Exactly and only the lines from the one with "[outline] long robe, per instance" through the end of the listing are to be transcribed, both ends included.

ENTRIES PROVIDED
[START]
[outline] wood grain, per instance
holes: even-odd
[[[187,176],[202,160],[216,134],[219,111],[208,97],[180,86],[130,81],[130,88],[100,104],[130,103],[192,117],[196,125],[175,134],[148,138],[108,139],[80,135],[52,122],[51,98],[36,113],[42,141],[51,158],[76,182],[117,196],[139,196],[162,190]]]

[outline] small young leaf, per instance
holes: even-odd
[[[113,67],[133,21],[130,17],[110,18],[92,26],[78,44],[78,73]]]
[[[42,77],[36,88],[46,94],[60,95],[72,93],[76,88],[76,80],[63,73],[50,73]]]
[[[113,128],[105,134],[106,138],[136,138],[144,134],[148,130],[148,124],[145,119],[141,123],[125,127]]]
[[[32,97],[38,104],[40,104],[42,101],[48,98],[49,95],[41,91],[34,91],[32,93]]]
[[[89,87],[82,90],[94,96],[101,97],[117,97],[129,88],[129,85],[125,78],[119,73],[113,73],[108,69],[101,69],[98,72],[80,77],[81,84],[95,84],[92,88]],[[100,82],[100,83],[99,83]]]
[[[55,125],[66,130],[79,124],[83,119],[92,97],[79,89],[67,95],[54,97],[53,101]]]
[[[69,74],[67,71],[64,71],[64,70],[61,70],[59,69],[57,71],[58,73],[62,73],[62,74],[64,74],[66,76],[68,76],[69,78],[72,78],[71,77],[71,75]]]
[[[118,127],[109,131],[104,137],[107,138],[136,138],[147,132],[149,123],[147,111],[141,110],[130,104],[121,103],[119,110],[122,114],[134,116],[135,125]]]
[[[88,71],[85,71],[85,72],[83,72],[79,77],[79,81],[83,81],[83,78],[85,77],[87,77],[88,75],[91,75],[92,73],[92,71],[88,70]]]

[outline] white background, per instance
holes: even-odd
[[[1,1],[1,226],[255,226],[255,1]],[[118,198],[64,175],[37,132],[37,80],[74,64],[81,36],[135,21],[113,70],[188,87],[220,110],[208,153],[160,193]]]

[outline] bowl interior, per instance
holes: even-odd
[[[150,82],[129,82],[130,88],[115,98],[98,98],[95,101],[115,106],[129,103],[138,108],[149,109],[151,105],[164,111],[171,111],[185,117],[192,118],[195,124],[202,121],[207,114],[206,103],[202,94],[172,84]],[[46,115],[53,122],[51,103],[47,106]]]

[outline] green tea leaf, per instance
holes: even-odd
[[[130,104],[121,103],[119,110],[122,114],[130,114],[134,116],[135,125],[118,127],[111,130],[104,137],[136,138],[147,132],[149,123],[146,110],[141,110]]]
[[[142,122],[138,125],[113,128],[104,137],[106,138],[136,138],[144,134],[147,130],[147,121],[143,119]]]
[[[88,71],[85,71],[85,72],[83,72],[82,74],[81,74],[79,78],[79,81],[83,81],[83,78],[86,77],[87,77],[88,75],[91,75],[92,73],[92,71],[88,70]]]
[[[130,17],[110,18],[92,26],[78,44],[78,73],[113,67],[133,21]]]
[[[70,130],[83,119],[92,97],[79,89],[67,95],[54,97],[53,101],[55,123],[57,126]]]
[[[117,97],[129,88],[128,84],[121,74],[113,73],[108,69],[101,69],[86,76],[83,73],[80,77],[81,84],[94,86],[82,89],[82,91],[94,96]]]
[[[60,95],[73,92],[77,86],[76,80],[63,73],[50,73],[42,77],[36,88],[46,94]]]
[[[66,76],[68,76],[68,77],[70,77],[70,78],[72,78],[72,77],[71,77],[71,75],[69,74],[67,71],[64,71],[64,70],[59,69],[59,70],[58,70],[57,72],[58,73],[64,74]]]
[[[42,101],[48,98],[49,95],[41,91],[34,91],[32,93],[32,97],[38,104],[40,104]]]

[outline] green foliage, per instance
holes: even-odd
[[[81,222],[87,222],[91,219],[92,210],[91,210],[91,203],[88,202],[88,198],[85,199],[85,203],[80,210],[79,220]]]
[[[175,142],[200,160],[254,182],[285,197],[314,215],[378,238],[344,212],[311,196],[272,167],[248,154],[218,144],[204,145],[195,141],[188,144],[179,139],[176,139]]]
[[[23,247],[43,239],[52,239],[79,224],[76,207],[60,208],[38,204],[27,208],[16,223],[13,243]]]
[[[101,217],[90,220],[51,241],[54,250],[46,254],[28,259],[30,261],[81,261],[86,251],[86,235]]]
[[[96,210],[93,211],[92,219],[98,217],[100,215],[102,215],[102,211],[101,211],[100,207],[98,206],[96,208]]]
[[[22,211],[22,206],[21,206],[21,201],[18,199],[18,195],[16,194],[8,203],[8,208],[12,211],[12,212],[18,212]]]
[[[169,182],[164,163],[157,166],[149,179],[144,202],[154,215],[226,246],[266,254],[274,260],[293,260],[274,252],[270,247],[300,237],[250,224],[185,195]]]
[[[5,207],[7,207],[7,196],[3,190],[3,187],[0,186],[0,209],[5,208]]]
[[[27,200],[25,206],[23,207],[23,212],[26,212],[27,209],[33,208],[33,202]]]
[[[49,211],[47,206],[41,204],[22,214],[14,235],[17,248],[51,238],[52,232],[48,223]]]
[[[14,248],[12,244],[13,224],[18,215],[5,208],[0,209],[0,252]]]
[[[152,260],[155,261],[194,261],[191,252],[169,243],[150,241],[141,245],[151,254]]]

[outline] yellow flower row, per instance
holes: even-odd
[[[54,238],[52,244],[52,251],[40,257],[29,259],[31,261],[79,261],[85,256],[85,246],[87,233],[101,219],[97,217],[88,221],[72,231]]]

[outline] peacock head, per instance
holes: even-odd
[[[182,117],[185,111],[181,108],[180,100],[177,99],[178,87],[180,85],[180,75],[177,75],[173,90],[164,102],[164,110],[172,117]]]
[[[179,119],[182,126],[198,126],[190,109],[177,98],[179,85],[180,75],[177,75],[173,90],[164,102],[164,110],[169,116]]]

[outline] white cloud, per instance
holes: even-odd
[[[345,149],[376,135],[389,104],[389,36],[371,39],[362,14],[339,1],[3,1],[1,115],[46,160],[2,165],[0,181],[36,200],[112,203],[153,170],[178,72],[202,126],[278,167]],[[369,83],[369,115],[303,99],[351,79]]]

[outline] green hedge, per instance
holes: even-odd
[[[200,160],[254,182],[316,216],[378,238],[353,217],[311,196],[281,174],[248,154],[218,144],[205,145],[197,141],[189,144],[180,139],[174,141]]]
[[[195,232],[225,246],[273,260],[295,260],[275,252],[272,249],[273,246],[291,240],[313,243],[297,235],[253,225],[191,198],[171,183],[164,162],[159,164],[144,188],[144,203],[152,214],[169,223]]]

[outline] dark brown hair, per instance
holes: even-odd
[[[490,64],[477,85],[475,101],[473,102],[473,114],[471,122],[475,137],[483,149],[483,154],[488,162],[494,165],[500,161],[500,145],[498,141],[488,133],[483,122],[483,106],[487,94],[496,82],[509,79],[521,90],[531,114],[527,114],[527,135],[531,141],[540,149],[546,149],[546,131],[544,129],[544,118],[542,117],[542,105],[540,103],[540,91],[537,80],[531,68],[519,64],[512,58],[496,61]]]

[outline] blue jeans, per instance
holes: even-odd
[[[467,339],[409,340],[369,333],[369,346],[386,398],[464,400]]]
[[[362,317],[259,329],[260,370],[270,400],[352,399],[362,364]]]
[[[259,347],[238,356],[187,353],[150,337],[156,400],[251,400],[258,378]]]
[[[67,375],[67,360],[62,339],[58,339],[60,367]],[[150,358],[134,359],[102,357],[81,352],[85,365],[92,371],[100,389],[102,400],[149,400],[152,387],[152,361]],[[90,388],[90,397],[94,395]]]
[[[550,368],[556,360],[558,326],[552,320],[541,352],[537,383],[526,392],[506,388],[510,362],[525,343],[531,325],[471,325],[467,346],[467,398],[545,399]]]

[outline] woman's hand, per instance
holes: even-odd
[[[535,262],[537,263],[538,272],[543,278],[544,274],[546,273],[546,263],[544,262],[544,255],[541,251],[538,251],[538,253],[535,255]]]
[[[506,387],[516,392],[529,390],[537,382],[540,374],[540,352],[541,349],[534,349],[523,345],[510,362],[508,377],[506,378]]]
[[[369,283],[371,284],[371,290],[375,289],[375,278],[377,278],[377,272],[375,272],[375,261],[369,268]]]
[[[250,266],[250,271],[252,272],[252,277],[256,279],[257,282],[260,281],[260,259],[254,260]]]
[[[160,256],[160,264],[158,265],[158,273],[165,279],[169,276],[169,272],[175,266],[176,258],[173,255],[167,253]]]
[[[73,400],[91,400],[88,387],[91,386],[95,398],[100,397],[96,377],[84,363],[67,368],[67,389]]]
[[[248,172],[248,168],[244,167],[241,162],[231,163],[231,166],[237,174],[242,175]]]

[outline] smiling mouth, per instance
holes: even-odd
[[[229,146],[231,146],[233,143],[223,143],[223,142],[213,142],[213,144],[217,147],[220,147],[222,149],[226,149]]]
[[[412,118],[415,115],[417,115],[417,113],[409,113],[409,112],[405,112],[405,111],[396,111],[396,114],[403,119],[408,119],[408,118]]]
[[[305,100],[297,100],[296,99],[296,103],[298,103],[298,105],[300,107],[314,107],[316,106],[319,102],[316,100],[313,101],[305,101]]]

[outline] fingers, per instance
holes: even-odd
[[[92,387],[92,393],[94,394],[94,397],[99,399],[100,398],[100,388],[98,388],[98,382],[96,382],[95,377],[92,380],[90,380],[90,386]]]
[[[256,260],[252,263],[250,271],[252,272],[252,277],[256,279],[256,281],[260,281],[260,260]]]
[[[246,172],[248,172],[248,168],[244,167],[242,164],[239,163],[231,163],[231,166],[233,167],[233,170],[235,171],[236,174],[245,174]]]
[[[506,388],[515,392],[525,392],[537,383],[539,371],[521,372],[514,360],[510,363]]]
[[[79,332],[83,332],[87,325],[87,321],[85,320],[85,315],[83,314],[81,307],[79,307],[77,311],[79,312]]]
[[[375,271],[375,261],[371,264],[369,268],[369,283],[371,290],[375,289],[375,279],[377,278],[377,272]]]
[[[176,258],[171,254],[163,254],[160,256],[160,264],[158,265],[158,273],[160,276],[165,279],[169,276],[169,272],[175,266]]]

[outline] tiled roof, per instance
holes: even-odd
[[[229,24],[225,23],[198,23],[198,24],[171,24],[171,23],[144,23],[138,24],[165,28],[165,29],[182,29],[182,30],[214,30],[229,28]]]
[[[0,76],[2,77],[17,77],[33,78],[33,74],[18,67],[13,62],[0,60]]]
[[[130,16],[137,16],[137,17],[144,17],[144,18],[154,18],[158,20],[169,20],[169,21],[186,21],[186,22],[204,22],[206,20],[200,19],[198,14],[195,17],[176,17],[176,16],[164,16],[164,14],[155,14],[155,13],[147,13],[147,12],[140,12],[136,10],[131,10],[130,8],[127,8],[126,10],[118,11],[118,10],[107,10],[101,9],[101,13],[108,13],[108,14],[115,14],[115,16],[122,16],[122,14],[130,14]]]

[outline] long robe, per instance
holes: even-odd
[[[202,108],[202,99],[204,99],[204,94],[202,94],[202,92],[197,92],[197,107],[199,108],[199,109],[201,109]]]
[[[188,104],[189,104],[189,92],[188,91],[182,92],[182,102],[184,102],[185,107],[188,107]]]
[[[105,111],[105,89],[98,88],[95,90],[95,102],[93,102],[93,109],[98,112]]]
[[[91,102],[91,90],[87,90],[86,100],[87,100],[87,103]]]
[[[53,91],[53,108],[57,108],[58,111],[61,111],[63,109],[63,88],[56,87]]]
[END]
EXERCISE ANSWER
[outline] long robe, per instance
holes: even-odd
[[[202,108],[202,99],[204,99],[204,94],[202,94],[202,92],[197,92],[197,107],[199,108],[199,109],[201,109]]]
[[[188,104],[189,104],[189,92],[188,91],[182,92],[182,102],[184,102],[185,107],[188,107]]]
[[[105,111],[105,89],[98,88],[95,90],[95,102],[93,102],[93,109],[98,112]]]
[[[91,102],[91,90],[87,90],[86,100],[87,100],[87,103]]]
[[[53,91],[53,108],[57,108],[58,111],[61,111],[63,109],[63,88],[56,87]]]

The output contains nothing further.